TAREFA ATRIBUÍDA 1: Imprima o trecho do texto sobre violência doméstica contra brasileiras nos Estados Unidos entre "Os consulados brasileiros" e "a violência aumentou.", inclusive.
TAREFA ATRIBUÍDA 2: Segundo o texto sobre violência doméstica contra brasileiras nos Estados Unidos, o que a maioria das clientes faz quando descobre que precisa registrar um boletim de ocorrência?
TAREFA ATRIBUÍDA 3: Continue o texto sobre violência doméstica contra brasileiras nos Estados Unidos a partir do ponto em que ele termina.

SEÇÃO DO DOCUMENTO:

****

Os consulados brasileiros registraram 397 casos de violência doméstica contra brasileiras nos Estados Unidos em 2024. Os números de 2025 ainda estão sendo consolidados, mas entidades e advogadas que trabalham na linha de frente dizem que a procura por ajuda caiu justamente quando a violência aumentou.
A advogada de imigração Fernanda Bueno confirma essa retração. Segundo ela, o efeito é devastador nos casos que exigem boletim de ocorrência, como o visto U, para vítimas de crimes graves nos Estados Unidos. "As clientes ligam para fazer a consulta mas, quando explicamos que precisam registrar um boletim, a maioria desiste. Elas dizem: ‘Até o visto sair, ele já me matou'", relata.
Para Fernanda, houve uma mudança qualitativa no medo. "Não é só o medo do agressor. É medo de que a polícia chame a imigração, de que o parceiro ligue para o ICE, de perder a guarda das crianças, de ser deportada e deixar os filhos para trás", diz. "Esse medo sempre existiu, mas agora está multiplicado."

****

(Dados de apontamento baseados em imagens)

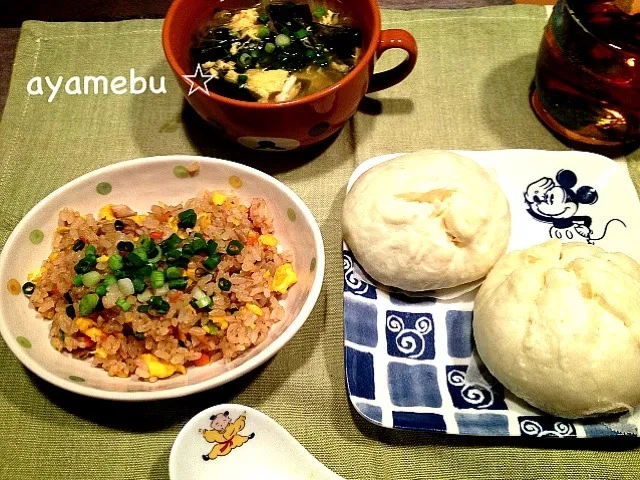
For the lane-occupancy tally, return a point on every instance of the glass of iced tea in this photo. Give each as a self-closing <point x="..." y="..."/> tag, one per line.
<point x="587" y="82"/>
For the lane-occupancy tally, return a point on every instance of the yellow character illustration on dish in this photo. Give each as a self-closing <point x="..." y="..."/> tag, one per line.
<point x="225" y="435"/>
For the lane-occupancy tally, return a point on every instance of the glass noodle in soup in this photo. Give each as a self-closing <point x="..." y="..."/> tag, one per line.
<point x="278" y="53"/>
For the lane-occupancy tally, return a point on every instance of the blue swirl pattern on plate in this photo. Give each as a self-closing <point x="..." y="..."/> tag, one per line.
<point x="406" y="363"/>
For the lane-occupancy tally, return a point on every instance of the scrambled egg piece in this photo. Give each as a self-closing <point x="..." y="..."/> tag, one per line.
<point x="219" y="67"/>
<point x="218" y="198"/>
<point x="88" y="327"/>
<point x="106" y="213"/>
<point x="159" y="368"/>
<point x="245" y="23"/>
<point x="31" y="276"/>
<point x="220" y="321"/>
<point x="264" y="83"/>
<point x="204" y="220"/>
<point x="139" y="219"/>
<point x="267" y="239"/>
<point x="252" y="307"/>
<point x="290" y="90"/>
<point x="330" y="18"/>
<point x="283" y="278"/>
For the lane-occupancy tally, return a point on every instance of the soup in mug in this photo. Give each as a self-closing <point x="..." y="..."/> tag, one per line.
<point x="278" y="53"/>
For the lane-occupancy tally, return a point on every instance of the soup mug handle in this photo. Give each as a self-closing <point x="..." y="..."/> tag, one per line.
<point x="394" y="38"/>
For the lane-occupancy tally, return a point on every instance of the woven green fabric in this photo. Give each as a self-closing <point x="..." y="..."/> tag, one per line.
<point x="469" y="91"/>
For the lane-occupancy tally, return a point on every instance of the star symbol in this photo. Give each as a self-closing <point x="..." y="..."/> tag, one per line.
<point x="193" y="86"/>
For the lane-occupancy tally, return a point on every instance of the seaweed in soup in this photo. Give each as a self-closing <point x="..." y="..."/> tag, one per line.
<point x="280" y="53"/>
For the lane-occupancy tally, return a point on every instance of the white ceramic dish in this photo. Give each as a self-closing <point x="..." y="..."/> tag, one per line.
<point x="139" y="184"/>
<point x="410" y="361"/>
<point x="234" y="441"/>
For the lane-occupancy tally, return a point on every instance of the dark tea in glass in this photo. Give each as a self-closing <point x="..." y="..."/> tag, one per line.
<point x="587" y="83"/>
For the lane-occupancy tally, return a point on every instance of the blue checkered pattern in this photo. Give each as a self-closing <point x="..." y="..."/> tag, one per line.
<point x="406" y="363"/>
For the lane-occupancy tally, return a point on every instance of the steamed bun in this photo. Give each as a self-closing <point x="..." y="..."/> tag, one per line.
<point x="559" y="326"/>
<point x="426" y="221"/>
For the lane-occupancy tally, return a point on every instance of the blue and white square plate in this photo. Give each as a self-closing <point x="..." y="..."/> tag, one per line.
<point x="406" y="359"/>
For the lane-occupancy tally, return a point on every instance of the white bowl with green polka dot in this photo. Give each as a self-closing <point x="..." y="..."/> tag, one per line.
<point x="140" y="184"/>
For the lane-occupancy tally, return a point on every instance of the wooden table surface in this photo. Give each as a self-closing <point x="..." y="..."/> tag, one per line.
<point x="12" y="15"/>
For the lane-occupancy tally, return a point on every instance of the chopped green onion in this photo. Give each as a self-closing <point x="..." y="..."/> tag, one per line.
<point x="88" y="303"/>
<point x="187" y="250"/>
<point x="173" y="254"/>
<point x="123" y="304"/>
<point x="245" y="59"/>
<point x="212" y="246"/>
<point x="178" y="283"/>
<point x="182" y="262"/>
<point x="91" y="279"/>
<point x="144" y="296"/>
<point x="86" y="264"/>
<point x="133" y="260"/>
<point x="163" y="290"/>
<point x="319" y="12"/>
<point x="159" y="305"/>
<point x="126" y="286"/>
<point x="210" y="328"/>
<point x="234" y="247"/>
<point x="125" y="246"/>
<point x="170" y="243"/>
<point x="116" y="262"/>
<point x="138" y="285"/>
<point x="187" y="219"/>
<point x="198" y="294"/>
<point x="224" y="284"/>
<point x="212" y="262"/>
<point x="155" y="254"/>
<point x="146" y="242"/>
<point x="142" y="253"/>
<point x="199" y="246"/>
<point x="143" y="271"/>
<point x="157" y="278"/>
<point x="283" y="41"/>
<point x="173" y="272"/>
<point x="204" y="302"/>
<point x="79" y="245"/>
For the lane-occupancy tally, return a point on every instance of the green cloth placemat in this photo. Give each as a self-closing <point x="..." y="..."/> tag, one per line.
<point x="469" y="91"/>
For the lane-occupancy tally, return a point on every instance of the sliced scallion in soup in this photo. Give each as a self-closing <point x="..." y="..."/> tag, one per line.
<point x="286" y="51"/>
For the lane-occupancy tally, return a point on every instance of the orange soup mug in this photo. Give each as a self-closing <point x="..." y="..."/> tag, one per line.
<point x="297" y="123"/>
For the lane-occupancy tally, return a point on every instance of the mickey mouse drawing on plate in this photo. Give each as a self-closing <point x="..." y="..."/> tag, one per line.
<point x="556" y="202"/>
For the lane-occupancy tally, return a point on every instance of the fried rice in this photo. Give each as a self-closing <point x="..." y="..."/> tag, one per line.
<point x="228" y="274"/>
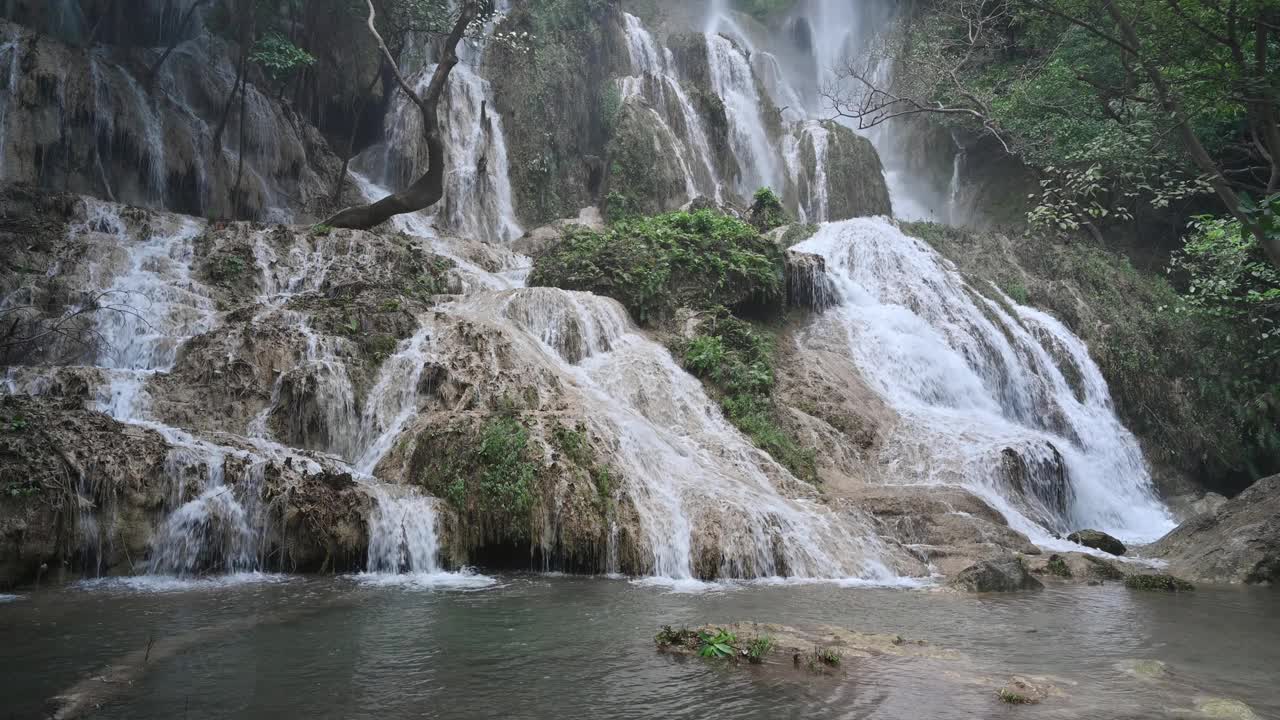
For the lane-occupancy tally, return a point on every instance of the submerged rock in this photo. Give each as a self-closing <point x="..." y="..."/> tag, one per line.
<point x="1238" y="543"/>
<point x="1022" y="691"/>
<point x="1001" y="574"/>
<point x="1225" y="709"/>
<point x="1097" y="540"/>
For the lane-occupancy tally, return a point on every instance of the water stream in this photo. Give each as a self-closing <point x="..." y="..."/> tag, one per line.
<point x="535" y="647"/>
<point x="976" y="374"/>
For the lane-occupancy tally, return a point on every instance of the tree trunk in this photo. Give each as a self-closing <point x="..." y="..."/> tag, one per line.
<point x="429" y="188"/>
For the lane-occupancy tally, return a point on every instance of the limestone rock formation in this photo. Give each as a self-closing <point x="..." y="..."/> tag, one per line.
<point x="1238" y="543"/>
<point x="1001" y="574"/>
<point x="1097" y="540"/>
<point x="85" y="121"/>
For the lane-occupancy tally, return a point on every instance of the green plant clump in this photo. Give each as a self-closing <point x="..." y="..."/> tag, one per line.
<point x="767" y="210"/>
<point x="498" y="475"/>
<point x="1057" y="566"/>
<point x="1166" y="583"/>
<point x="736" y="360"/>
<point x="654" y="265"/>
<point x="717" y="645"/>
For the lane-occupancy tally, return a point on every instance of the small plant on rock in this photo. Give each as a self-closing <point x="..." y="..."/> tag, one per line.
<point x="758" y="648"/>
<point x="670" y="637"/>
<point x="718" y="645"/>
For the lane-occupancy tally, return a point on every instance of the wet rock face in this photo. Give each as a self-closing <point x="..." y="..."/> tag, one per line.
<point x="78" y="491"/>
<point x="1001" y="574"/>
<point x="1238" y="543"/>
<point x="854" y="176"/>
<point x="87" y="122"/>
<point x="1097" y="540"/>
<point x="808" y="285"/>
<point x="1038" y="475"/>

****

ESPAÇO DA RESPOSTA 1:
Os consulados brasileiros registraram 397 casos de violência doméstica contra brasileiras nos Estados Unidos em 2024. Os números de 2025 ainda estão sendo consolidados, mas entidades e advogadas que trabalham na linha de frente dizem que a procura por ajuda caiu justamente quando a violência aumentou.

ESPAÇO DA RESPOSTA 2: A maioria desiste.

ESPAÇO DA RESPOSTA 3:
Por isso, ela explica, o VAWA – lei que permite a regularização migratória de vítimas de "crueldade no casamento" com cidadãos ou residentes permanentes – tornou-se a principal porta de saída. A lei não exige boletim de ocorrência e é totalmente sigilosa, permitindo que a mulher aplique mesmo ainda morando com o agressor. "A maioria dos nossos casos de VAWA envolve abuso psicológico, controle extremo, destruição da autoestima, ciúme obsessivo. Nem sempre tem violência física", diz.
Língua também é barreira
Esse ambiente de medo também chegou às organizações brasileiras que atuam na linha de frente. O HOPE Institute, fundado em abril de 2024 pela brasileira Luciana Hall, relata um aumento repentino de denúncias, mas também um silêncio crescente. "Sete em cada dez vistos de cônjuge ou de noiva que chegam ao escritório acabam envolvendo violência doméstica", diz Luciana Hall.
Valéria Emele, que trabalha como voluntária na HOPE, destaca outra barreira: a língua. "Quando uma mulher brasileira chega em uma organização americana ou latina e colocam alguém para atendê-la em espanhol ou inglês, o risco de retraumatização aumenta. A língua materna muda tudo. Ela sente que pode confiar."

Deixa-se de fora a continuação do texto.